**MATERIAL SUPPLIED:**
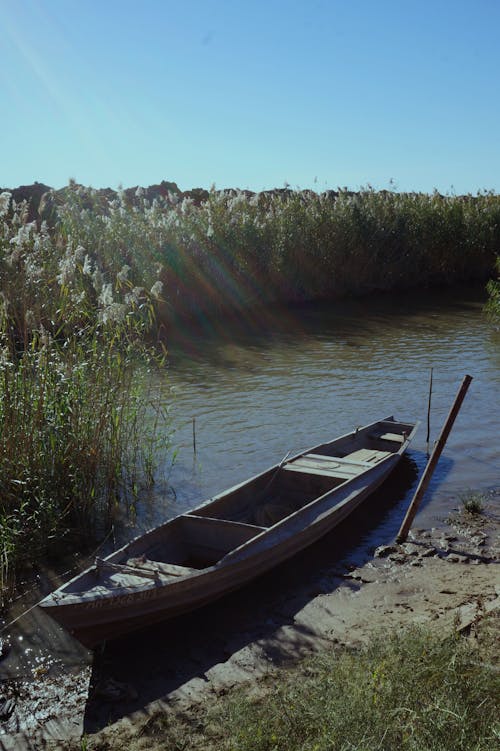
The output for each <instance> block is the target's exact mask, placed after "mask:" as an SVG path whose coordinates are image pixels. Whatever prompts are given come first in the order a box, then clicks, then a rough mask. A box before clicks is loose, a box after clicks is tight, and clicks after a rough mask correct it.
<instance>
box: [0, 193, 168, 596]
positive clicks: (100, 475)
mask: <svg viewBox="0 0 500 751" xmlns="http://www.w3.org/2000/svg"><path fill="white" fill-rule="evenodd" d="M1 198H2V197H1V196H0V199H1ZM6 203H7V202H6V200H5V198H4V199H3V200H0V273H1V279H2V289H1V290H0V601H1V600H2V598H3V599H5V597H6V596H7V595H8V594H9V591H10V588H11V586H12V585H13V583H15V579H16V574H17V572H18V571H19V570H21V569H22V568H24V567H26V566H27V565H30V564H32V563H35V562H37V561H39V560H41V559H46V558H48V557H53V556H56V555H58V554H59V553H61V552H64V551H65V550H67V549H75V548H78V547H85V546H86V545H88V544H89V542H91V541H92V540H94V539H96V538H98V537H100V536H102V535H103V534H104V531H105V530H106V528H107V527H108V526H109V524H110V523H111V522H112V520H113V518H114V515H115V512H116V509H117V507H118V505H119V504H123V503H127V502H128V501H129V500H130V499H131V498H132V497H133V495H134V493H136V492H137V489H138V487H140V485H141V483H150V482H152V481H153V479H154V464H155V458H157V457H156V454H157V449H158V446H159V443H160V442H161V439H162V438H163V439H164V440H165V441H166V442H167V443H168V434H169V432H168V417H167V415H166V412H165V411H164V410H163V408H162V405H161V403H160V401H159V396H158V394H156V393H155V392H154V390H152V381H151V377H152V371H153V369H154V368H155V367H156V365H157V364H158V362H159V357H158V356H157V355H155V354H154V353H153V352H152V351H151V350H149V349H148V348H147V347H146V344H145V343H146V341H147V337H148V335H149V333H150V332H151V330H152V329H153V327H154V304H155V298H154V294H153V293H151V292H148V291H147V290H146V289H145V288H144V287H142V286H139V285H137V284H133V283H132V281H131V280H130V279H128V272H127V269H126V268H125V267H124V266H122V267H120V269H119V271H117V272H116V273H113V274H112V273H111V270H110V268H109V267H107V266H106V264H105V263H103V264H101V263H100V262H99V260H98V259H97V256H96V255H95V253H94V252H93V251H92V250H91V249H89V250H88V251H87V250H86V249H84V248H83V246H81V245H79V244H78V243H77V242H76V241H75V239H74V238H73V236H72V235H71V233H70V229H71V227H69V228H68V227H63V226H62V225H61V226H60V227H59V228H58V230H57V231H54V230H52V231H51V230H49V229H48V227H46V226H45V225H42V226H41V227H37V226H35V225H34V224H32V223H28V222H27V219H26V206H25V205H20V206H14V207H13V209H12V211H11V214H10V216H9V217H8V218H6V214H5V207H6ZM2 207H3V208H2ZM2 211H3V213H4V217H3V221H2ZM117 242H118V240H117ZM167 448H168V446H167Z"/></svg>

==

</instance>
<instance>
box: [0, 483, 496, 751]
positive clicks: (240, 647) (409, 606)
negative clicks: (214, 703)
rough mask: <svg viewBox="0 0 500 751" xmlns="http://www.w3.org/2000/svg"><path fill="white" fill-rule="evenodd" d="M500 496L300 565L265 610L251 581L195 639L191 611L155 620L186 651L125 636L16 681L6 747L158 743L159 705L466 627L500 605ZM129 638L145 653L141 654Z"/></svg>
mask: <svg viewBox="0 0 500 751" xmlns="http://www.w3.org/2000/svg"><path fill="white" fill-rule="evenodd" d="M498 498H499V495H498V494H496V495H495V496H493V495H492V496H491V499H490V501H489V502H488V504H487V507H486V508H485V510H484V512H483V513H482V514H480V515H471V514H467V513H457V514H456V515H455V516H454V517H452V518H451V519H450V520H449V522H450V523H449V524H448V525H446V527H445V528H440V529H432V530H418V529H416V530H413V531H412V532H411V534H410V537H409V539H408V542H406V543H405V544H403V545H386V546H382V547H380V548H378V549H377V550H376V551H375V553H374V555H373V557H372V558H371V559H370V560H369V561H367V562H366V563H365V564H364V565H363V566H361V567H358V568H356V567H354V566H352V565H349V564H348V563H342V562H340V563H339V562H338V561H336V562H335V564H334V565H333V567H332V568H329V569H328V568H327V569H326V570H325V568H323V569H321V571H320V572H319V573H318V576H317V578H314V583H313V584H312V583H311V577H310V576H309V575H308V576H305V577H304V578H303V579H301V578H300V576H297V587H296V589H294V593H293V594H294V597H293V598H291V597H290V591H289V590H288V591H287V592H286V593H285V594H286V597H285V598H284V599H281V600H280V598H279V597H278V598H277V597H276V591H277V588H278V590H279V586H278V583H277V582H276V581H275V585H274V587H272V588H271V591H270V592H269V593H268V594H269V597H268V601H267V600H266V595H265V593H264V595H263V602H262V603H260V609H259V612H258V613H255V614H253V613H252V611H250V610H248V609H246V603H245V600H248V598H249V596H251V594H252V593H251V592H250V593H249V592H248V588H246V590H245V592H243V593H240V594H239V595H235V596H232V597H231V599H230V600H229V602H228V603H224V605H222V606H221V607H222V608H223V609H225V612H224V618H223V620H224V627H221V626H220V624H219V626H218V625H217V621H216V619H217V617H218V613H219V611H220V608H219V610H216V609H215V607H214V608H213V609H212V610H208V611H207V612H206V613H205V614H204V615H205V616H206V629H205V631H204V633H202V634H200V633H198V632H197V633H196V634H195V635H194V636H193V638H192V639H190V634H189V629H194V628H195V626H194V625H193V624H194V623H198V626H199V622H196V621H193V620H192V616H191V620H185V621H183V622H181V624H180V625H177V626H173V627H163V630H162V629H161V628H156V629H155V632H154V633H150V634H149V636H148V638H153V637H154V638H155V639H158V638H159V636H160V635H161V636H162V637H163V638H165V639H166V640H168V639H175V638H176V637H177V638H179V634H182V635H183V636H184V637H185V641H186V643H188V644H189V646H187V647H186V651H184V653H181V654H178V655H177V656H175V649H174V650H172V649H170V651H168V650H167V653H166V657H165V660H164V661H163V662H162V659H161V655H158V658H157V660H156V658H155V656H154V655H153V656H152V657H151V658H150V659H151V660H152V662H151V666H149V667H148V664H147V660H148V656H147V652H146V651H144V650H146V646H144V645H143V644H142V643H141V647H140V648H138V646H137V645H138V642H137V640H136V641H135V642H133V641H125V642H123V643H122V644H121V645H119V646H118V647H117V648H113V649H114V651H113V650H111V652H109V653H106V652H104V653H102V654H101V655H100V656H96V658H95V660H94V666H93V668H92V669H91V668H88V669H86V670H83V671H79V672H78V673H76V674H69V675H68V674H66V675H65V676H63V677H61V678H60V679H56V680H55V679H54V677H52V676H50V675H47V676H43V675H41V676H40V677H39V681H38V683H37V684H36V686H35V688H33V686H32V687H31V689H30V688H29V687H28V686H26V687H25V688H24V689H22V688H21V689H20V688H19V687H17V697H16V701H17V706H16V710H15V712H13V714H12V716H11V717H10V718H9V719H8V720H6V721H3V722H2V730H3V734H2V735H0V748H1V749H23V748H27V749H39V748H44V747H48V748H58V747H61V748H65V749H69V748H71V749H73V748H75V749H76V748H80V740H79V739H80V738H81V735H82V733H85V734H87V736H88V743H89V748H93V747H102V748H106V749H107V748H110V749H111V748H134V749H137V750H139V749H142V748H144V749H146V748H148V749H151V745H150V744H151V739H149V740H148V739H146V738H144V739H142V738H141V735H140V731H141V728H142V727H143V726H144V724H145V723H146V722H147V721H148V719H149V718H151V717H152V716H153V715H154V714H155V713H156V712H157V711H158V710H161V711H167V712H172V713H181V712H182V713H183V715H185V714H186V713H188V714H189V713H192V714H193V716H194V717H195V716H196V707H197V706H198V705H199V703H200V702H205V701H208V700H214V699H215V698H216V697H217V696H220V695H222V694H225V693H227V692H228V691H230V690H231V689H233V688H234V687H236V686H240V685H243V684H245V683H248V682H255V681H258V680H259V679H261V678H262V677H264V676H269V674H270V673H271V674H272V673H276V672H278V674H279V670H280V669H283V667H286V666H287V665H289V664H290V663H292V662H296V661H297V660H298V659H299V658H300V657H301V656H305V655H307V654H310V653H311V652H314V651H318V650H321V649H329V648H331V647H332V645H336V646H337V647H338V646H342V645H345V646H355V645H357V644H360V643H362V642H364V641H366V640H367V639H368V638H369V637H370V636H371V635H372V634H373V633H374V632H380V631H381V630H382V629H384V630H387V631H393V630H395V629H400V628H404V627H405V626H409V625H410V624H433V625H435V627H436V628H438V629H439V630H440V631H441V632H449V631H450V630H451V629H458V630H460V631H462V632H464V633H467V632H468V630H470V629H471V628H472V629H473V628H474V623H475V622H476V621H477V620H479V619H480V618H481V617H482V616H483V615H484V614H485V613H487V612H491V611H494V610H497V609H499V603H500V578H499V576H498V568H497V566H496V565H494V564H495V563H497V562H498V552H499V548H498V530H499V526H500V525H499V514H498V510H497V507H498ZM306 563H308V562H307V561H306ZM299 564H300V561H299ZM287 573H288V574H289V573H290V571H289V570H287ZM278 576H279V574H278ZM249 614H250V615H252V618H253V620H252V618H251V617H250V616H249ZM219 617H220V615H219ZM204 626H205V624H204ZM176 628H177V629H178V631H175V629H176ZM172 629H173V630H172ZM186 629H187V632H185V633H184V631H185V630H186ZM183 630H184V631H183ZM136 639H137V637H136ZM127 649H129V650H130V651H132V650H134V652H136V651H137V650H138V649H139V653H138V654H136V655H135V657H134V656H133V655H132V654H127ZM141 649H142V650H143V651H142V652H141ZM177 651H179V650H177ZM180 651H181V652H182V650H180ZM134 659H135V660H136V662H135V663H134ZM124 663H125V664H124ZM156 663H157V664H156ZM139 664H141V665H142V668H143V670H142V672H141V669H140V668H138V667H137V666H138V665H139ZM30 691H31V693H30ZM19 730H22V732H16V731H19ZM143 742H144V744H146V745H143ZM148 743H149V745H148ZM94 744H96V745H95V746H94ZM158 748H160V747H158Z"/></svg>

**YOUR INSTRUCTIONS:** Reproduce word for word the material above, beginning with the line that contains "box: [0, 483, 496, 751]" and ending with the line that contains "negative clicks: (214, 703)".

**WRITTEN RESPONSE:**
box: [0, 483, 496, 751]
positive clicks: (240, 647) (409, 606)
negative clicks: (214, 703)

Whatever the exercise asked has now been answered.